** EXERCISE BRIEF **
Copy the following records line for line, changing nothing.

** MATERIAL FOR THE TASK **
───

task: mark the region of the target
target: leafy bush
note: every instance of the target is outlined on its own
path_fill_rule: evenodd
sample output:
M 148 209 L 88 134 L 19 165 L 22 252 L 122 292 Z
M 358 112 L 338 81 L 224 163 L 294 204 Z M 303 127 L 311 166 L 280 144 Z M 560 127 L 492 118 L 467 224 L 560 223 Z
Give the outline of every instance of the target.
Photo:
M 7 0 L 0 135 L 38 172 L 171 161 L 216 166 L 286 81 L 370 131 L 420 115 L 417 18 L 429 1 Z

───

** IN RESPONSE **
task: mark the region of the target
target: leafy bush
note: every instance of the target is outlined on its own
path_fill_rule: evenodd
sample output:
M 148 209 L 88 134 L 19 165 L 22 252 L 122 292 Z
M 358 112 L 338 81 L 224 163 L 294 204 Z M 303 127 L 311 166 L 280 144 Z M 560 127 L 492 118 L 467 224 L 560 223 Z
Give the outline of every instance of the target.
Photo:
M 7 0 L 0 135 L 38 172 L 171 161 L 216 166 L 286 81 L 370 131 L 420 115 L 417 18 L 429 1 Z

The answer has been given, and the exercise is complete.